──────── INPUT DATA

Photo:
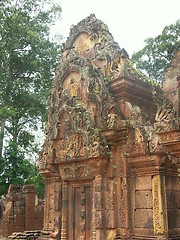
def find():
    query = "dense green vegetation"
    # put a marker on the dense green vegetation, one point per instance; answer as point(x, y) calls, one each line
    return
point(155, 57)
point(28, 57)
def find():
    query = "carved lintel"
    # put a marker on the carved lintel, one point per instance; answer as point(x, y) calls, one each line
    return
point(160, 219)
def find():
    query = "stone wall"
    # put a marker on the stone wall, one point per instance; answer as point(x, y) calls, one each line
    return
point(112, 150)
point(21, 211)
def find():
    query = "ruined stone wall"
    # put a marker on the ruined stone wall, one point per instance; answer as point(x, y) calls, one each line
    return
point(112, 145)
point(21, 212)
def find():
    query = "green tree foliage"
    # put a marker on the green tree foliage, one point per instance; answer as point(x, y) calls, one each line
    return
point(14, 168)
point(28, 57)
point(155, 57)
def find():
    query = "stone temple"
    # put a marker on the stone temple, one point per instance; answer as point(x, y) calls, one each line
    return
point(111, 155)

────────────────

GOAL OF THE EXERCISE. Write out the stretch from the start of the items through the line that contains "point(160, 219)", both ends included, reproducing each line verbatim. Leave the pictures out of your answer.

EXERCISE ANSWER.
Photo:
def find():
    query = "dense green vegetation"
    # put a marker on the dense green vegetation, one point per instance; answer as point(x, y) calls, one each line
    return
point(155, 57)
point(28, 57)
def find():
    query = "carved lintel"
    # put a marker on the carved lintel, one point per instance; answer as point(x, y) calls, one each line
    return
point(160, 219)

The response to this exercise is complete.